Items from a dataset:
++++

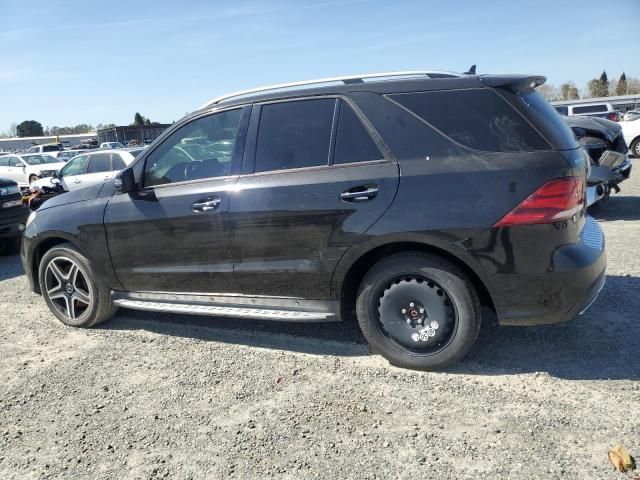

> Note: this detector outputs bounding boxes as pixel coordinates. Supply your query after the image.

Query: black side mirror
[115,168,136,193]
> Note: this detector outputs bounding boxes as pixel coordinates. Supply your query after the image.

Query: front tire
[356,252,481,370]
[38,243,118,328]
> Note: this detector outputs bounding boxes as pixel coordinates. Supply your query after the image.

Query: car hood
[38,183,104,210]
[563,116,622,141]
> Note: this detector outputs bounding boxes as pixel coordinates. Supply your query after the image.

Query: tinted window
[501,90,579,150]
[144,109,242,186]
[333,102,383,164]
[255,99,335,172]
[60,155,89,177]
[111,153,127,170]
[87,153,111,173]
[392,89,549,152]
[573,105,607,113]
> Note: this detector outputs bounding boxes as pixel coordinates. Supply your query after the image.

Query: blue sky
[0,0,640,132]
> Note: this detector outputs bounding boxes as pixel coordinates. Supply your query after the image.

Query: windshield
[22,155,60,165]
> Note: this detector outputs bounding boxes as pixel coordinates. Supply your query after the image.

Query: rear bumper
[496,217,607,325]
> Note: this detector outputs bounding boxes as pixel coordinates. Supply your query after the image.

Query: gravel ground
[0,161,640,480]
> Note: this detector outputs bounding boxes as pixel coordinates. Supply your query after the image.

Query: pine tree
[615,72,629,95]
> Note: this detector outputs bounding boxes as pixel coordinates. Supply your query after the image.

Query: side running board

++++

Request. Pull out each line of the rows above that contains the word "side".

Result for this exercise.
Query: black side mirror
Query: side running board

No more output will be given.